## What needs to be done:
With pictures removed, output every record below exactly as written.

-- Supplied records follows --

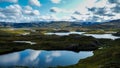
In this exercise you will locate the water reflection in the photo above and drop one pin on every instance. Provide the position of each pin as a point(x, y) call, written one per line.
point(107, 36)
point(43, 58)
point(62, 34)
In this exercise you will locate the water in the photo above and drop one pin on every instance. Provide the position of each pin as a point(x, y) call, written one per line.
point(29, 42)
point(64, 33)
point(41, 58)
point(106, 36)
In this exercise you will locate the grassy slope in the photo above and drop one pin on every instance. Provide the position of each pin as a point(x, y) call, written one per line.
point(108, 57)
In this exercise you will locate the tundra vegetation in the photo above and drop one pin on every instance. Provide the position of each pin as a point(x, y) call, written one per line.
point(106, 51)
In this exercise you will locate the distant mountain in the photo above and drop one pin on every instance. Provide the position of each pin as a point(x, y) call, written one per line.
point(111, 25)
point(63, 24)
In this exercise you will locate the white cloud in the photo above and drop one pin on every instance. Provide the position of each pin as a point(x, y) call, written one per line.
point(55, 9)
point(56, 1)
point(16, 13)
point(35, 3)
point(11, 1)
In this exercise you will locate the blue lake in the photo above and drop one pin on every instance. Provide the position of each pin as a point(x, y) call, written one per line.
point(42, 58)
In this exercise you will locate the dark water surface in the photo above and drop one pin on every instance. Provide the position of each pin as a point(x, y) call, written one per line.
point(42, 58)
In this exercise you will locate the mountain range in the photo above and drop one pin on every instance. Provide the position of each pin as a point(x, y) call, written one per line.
point(63, 24)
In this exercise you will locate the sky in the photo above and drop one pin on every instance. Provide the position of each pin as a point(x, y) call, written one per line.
point(59, 10)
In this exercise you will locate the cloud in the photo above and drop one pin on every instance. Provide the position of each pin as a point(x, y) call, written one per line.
point(55, 10)
point(114, 1)
point(11, 1)
point(12, 12)
point(35, 3)
point(56, 1)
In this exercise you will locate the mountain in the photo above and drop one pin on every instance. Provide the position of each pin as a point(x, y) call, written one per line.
point(64, 24)
point(114, 24)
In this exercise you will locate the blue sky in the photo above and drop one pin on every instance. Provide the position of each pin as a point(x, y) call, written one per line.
point(59, 10)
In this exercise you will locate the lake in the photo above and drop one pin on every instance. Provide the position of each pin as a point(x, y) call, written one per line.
point(106, 36)
point(42, 58)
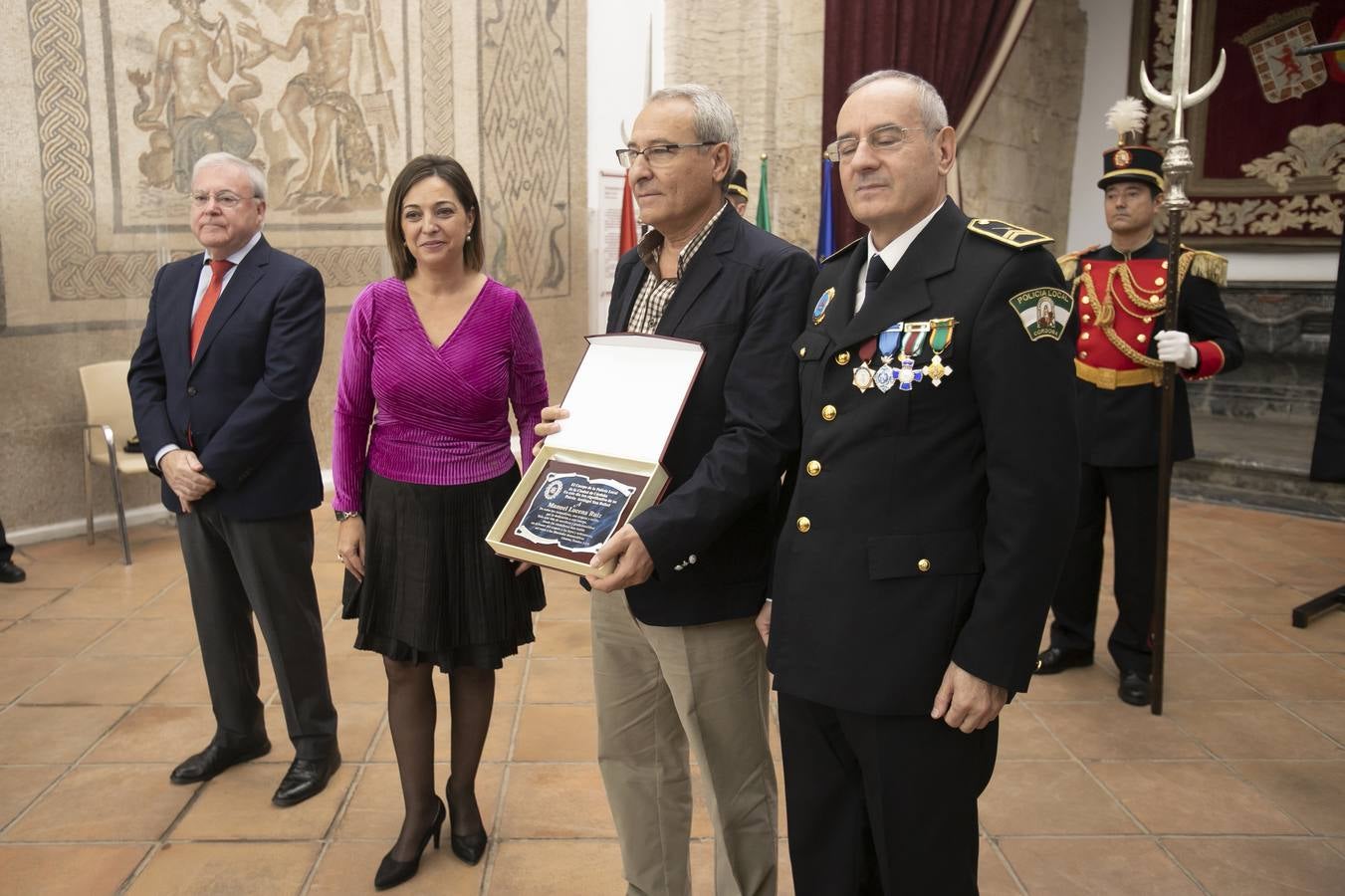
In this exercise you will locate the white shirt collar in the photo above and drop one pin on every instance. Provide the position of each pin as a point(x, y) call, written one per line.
point(238, 256)
point(891, 255)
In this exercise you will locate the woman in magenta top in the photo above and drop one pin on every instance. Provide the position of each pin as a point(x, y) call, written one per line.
point(433, 359)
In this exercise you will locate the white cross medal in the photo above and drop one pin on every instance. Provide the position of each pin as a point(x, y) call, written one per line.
point(885, 377)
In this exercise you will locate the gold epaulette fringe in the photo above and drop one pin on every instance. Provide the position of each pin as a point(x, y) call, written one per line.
point(1203, 264)
point(1069, 263)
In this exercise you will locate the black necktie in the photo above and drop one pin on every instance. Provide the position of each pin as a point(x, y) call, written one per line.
point(872, 280)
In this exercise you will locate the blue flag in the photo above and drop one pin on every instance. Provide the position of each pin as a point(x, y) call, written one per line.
point(826, 234)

-- Supplied records concluded --

## Answer section:
In this exercise you will locate the water reflection in the photo above and drop one pin on every instance. Provide the position of each pin as a point(x, y) call, written one per line.
point(107, 36)
point(43, 58)
point(62, 34)
In this exercise you will locate the water in the photo above and drop one pin on every instance. Provide the position of each pin as a point(x, y) call, written one per line.
point(29, 42)
point(64, 33)
point(41, 58)
point(106, 36)
In this exercise you will locate the grassy slope in the photo above and drop one pin on every instance. Provide the position of each pin as a point(x, y) call, written one per line.
point(108, 57)
In this exercise you will locate the tundra vegetation in the photo above and drop one pin on every instance. Provide the position of each pin as a point(x, y) call, written one per line.
point(106, 51)
In this exercise you will locate the distant mountain in the photo above and drop one pin on every instance. Provide the position of each pin as a point(x, y) call, written one per line.
point(111, 25)
point(63, 24)
In this exercise you will locate the white cloud in the photo above and drop one pin on every instance. Provide the position of each pin as a point(x, y) call, written one per line.
point(55, 9)
point(56, 1)
point(16, 13)
point(35, 3)
point(11, 1)
In this exercise you will locate the blue lake in the photo above and drop one pin on every instance. Provide the position of each pin as a point(x, y) call, written one per line.
point(42, 58)
In this exercise you will locate the dark water surface in the photo above and drop one pin on every instance. Provide the position of each pin as a point(x, y) call, written one per line.
point(42, 58)
In this exercise you will locate the mountain range in the photo above and drop one pin on every instance. Provide the position of each pin as a point(x, y) call, written one per line.
point(63, 24)
In this exercise you will locate the sky in the photo above and drop one pin on every instance. Provide the position of each pin as a point(x, y) call, written one per line.
point(59, 10)
In this exercise you will locate the cloud in the photo above and drop one pin on every instance. Provide the position of each pin as a point(x, y) call, written one per line.
point(55, 10)
point(114, 1)
point(11, 1)
point(12, 12)
point(35, 3)
point(56, 1)
In this exercise you will locate the mountain in the photo above and drop one pin on every instance. Provide the position of each pin as a point(x, y) call, written one per line.
point(64, 24)
point(114, 24)
In this exercise you will locate the blue sky in the photo above and drop one pin on every instance. Provide the position of each pin as a point(x, y) call, written one per line.
point(59, 10)
In this exercise you will locate the lake in the photo above and drop one pin on every instance. Provide the position of each pin as a point(x, y) call, written one per line.
point(106, 36)
point(42, 58)
In this exercise you will locate the white shirt collar in the photo above and drop one pin on every instance. Provide the position of each pin as a point(x, y) call, written one per line.
point(238, 256)
point(891, 255)
In this exercise you will locate the woman in magenta top in the photo above and drop one pin on every instance. Provide the position of each pin as a point(x, y) call, written one per line.
point(433, 359)
In this exercise you will locate the white cross medal in the photo above and drop one pin on every instance. Provide the position of each pin as a point(x, y) call, written one per line.
point(885, 377)
In this exercise you will locate the gold epaulette fringe in the photo above and drop one pin on every instance. Provide the position of each pin as a point(x, y) call, written one per line.
point(1203, 264)
point(1069, 263)
In this exercise you will locate the black necktie in the photo above and drop one pin on every instance. Provide the position of each pin as a point(x, y) call, written one per line.
point(872, 280)
In this exercise you will locate the blue flag in the photo above and drop one pin on every instance. Provide the position of each pin as a point(x, y) call, written one per line.
point(826, 234)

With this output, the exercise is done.